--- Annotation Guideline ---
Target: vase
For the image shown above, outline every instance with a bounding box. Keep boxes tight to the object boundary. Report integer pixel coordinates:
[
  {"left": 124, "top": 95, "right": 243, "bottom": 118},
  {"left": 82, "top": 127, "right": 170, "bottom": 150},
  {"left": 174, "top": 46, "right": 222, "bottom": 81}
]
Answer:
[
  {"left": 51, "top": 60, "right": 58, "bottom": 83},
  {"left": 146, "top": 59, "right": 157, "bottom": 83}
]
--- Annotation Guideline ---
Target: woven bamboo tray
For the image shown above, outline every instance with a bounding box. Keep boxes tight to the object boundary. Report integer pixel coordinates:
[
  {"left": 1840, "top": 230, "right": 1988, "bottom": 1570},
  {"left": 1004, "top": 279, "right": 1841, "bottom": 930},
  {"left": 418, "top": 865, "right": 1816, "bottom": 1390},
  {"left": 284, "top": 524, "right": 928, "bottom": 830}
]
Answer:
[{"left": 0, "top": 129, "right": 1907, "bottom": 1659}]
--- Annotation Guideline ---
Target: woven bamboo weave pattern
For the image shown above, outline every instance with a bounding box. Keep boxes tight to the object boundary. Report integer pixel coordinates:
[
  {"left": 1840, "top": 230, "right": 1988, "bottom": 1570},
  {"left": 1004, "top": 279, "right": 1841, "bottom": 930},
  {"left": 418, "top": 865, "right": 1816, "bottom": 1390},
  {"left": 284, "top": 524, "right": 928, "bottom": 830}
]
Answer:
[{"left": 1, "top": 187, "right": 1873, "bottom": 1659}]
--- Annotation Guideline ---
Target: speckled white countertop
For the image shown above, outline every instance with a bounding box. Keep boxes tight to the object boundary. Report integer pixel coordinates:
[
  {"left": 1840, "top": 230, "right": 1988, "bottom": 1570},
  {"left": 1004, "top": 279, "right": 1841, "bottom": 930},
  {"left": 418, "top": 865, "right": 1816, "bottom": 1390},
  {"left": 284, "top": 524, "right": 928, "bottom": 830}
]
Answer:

::::::::

# REQUIRED ACTION:
Every line in the data that includes the word "bamboo" should be counted, and only the resulting number given.

# WRITTEN ANSWER:
2